» **Vorliegender Text**:
━━━━━━━━
Buch und E-Book sind jetzt Freunde - ein Selbstversuch mit Yassin Musharbash: Jenseits

Für viele Vielleser stellt sich irgendwann, spätestens wenn die Wohnung voll ist, oder der nächste Urlaub geplant (ja, man bekommt 10 Bücher im Handgepäck mit. Aber dann halt nichts anderes mehr), die Frage, ob man nicht für bestimmte Titel oder Anlässe doch auf digitales Lesen umsteigen möchte. Gerade bei Krimis stehe ich oft vor der Entscheidung, möchte ich das als E-Book oder doch lieber die Printausgabe? Und die Entscheidung fällt mir jedes Mal schwer. Und nicht nur einmal habe ich nach dem Lesen des E-Books die Printausgabe hinterhergekauft, weil ich es dann doch unbedingt im Regal stehen haben wollte.
━━━━━━━━
» **Aufgabe 1**:
Gib aus dem Text über Buch und E-Book den Abschnitt wörtlich aus, der mit den Worten „Für viele Vielleser“ beginnt und nach „stehen haben wollte.“ endet.
» **Aufgabe 2**:
Wie viele Bücher bekommt man laut dem Text über Buch und E-Book im Handgepäck mit?
» **Aufgabe 3**:
Führe den Text über Buch und E-Book im Anschluss an seinen letzten Satz fort.

» **Angezeigte Informationen**:
━━━━━━━━
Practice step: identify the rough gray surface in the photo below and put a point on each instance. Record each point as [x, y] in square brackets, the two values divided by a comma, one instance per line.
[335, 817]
━━━━━━━━
» **Erwartete Antwort 1**:
Für viele Vielleser stellt sich irgendwann, spätestens wenn die Wohnung voll ist, oder der nächste Urlaub geplant (ja, man bekommt 10 Bücher im Handgepäck mit. Aber dann halt nichts anderes mehr), die Frage, ob man nicht für bestimmte Titel oder Anlässe doch auf digitales Lesen umsteigen möchte. Gerade bei Krimis stehe ich oft vor der Entscheidung, möchte ich das als E-Book oder doch lieber die Printausgabe? Und die Entscheidung fällt mir jedes Mal schwer. Und nicht nur einmal habe ich nach dem Lesen des E-Books die Printausgabe hinterhergekauft, weil ich es dann doch unbedingt im Regal stehen haben wollte.

» **Erwartete Antwort 2**:
10 Bücher.

» **Erwartete Antwort 3**:
Umso erfreuter war ich, als ich ungefähr Anfang 2016 zum ersten Mal von der App "Papego" hörte. Ich fand die Technik interessant, las mich durch die FAQs, lud mir im App-Store die App herunter und scannte eines der wenigen Bücher, die es damals mit dieser Zusatzfunktion gab. Das Herunterladen ist einfach, man muss auch kein Profil oder ähnliches einrichten, die Scanfunktion ist integriert. Alles ganz unkompliziert. Es funktionierte tadellos, ich begann das Buch zu lesen und freute mich auf die App für unterwegs. Leider hat mich der Text überhaupt nicht gepackt und so habe ich auch über die App nicht weitergelesen.

 

 

Inzwischen ist die Liste der papego-fähigen Bücher auf ca. 200 Titel erweitert und auch eines der Bücher auf meiner Leseliste lockt mit dem Logo der App. Also auf ein Neues!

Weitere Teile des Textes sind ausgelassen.